[START QUOTED TEXT]
UNITED STATES
                       SECURITIES AND EXCHANGE COMMISSION
                              Washington, DC 20549

                                    FORM 8-K



        CURRENT REPORT PURSUANT TO SECTION 13 OR 15(d) OF THE SECURITIES
                              EXCHANGE ACT OF 1934

      Date of Report (Date of earliest event reported): September 30, 2005


                        Commission File Number 001-15977

                             Tiger Telematics, Inc.
             (Exact name of registrant as specified in its charter)

                   Delaware                                13-4051167
        (State or other jurisdiction of                  (IRS Employer
        Incorporation or organization)               Identification Number)

           550 Water Street Suite 937                         32202
            Jacksonville, FL
   (Address of principal executive offices)                (Zip Code)

                                 (904) 279-9240
              (Registrant's telephone number, including area code)






Item 5.02 (d). Appointment of New Independent Directors.

On September 29, 2005, the Company announced the appointment of three new
members to the Company's Board of Directors, Mr. Charles S. Stahl Jr., Mr. James
E. Morrison and Mr. Chris Wronski. These appointments were authorized by the
Board on September 28, 2005 and accepted by the three new directors. All three
directors are considered independent directors within the meaning of the SEC
regulations and NASDAQ requirements. Mr. Stahl and Mr. Morrison have been
appointed to the audit committee of the Board. Mr. Morrison is considered to be
the Financial Expert. Mr. Wronski and Mr. Stahl have been appointed to the
compensation committee of the Board. Mr. Morrison and Mr. Wronski have been
appointed to the nominating committee of the Board. In addition, Mr. Morrison,
Mr. Stahl and Mr. Wronski have been appointed as a special committee of the
Board authorized to retain independent counsel and other experts and with their
assistance investigate, review and determine the fairness of certain related
party (disclosed in Report on Form 10K for year ended December 31, 2004)
transactions and, if appropriate, initiate remedial actions. The special
committee has retained Marshall Stevens to assist in valuing these transactions.

Charles S. Stahl, Jr. is a Chicago area based sole practitioner attorney with a
concentration in corporate law and securities law. In 1995 he was Co-Founder,
Director, Secretary and General Counsel, eClearing.com Inc, developer of the
first known enterprise-grade payment solution for B2B net markets and electronic
bill presentment and purchasing platforms. He was also from 1996 to 2000 the
Founder, Director, Secretary and General Counsel, Internet Arbitration Services,
Inc., conceived as the first, fully-automated online arbitration service in the
world. From 1990 to 1995 he was an Attorney of Wildman, Harrold, Allen & Dixon,
a Chicago-based law firm with 180 attorneys. From 1977 to 1990 he was an
Attorney with Arvey, Hodes, Costello & Burman, a Chicago-based law firm with 60
attorneys. Mr. Stahl is a 1975 graduate of The John Marshall Law School,
Chicago, Illinois receiving his Juris Doctor with honors.
[END QUOTED TEXT]
[START GIVEN INFORMATION]
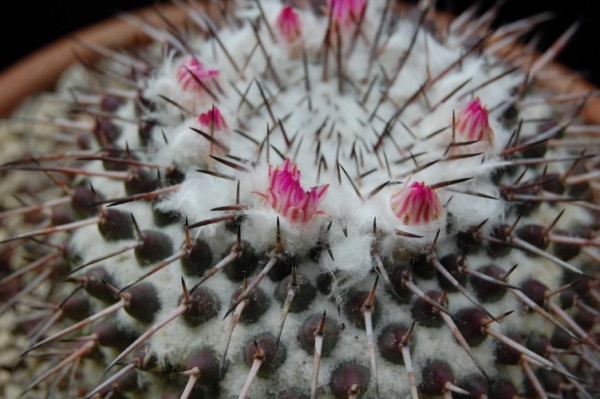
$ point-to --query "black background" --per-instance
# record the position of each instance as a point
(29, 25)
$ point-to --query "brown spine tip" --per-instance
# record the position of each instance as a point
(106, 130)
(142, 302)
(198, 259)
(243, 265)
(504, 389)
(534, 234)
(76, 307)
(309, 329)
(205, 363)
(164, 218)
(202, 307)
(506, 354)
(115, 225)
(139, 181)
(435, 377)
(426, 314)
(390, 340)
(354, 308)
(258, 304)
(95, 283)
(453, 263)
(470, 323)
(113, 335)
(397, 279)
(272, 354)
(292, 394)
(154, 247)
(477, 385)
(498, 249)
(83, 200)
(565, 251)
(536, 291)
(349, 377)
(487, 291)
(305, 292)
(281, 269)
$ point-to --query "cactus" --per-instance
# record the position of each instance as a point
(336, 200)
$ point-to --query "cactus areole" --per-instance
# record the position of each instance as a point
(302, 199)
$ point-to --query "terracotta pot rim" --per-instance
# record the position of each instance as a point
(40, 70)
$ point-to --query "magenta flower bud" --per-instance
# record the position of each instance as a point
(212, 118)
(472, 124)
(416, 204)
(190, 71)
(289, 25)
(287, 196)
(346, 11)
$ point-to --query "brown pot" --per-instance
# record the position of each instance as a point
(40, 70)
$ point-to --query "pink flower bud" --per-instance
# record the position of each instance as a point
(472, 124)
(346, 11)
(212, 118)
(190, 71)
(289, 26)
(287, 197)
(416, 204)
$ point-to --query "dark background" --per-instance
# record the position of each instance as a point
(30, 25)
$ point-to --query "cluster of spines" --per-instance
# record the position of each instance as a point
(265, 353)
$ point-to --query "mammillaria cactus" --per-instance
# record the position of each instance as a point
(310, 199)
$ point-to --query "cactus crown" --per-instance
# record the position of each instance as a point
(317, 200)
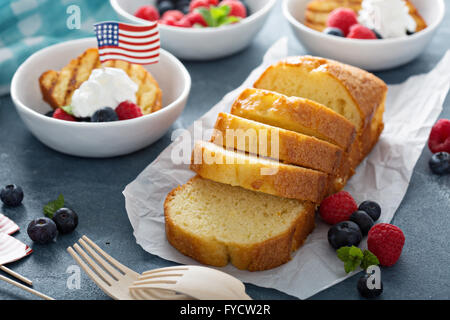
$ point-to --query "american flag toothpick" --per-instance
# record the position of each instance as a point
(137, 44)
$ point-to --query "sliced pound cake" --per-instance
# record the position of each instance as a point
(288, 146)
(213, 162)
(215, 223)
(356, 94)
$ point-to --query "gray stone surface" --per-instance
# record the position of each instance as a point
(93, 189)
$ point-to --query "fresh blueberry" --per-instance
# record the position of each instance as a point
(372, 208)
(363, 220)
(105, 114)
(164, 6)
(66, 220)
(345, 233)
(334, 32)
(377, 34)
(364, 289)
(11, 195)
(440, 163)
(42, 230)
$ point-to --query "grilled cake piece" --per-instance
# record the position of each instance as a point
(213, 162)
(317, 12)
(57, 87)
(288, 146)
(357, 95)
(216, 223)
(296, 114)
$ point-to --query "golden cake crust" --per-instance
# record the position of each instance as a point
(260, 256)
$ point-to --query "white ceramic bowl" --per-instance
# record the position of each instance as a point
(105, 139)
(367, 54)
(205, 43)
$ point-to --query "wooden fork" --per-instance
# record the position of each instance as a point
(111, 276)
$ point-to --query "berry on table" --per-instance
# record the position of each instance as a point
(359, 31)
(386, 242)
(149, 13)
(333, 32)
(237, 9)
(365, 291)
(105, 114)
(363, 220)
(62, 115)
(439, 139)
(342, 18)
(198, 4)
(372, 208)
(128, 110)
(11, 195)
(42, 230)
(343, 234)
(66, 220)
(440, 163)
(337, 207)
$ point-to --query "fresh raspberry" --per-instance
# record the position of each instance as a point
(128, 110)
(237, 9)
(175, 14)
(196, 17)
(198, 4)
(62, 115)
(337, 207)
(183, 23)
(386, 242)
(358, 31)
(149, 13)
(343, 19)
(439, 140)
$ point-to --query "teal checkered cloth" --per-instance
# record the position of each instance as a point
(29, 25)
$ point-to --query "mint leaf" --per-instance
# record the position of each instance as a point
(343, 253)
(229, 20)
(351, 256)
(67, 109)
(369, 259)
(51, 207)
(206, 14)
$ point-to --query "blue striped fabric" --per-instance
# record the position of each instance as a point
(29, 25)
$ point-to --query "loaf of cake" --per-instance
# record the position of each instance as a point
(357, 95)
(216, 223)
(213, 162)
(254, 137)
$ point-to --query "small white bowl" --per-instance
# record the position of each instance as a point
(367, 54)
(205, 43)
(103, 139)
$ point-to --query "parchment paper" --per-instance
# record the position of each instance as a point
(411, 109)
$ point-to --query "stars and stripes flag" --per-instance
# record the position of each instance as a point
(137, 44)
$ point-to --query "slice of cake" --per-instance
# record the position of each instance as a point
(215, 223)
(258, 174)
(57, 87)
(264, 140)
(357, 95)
[END GIVEN INFORMATION]
▸ WRITTEN EXERCISE 1
Summarize the Form 8-K filing in two sentences.
▸ WRITTEN EXERCISE 2
List each Board committee named in the Form 8-K filing and the new directors appointed to it.

▸ TASK ANSWER 1
Tiger Telematics, Inc. announced on September 29, 2005 that Charles S. Stahl Jr., James E. Morrison and Chris Wronski had joined its Board as independent directors, serving on the audit, compensation and nominating committees and together forming a special committee to review the fairness of certain related party transactions. Stahl is a Chicago-area sole practitioner in corporate and securities law who previously held roles at eClearing.com Inc, Internet Arbitration Services, Inc., and two Chicago-based law firms, and he earned a Juris Doctor with honors from The John Marshall Law School in 1975.

▸ TASK ANSWER 2
- Audit committee: Mr. Stahl and Mr. Morrison (Mr. Morrison is considered the Financial Expert)
- Compensation committee: Mr. Wronski and Mr. Stahl
- Nominating committee: Mr. Morrison and Mr. Wronski
- Special committee: Mr. Morrison, Mr. Stahl and Mr. Wronski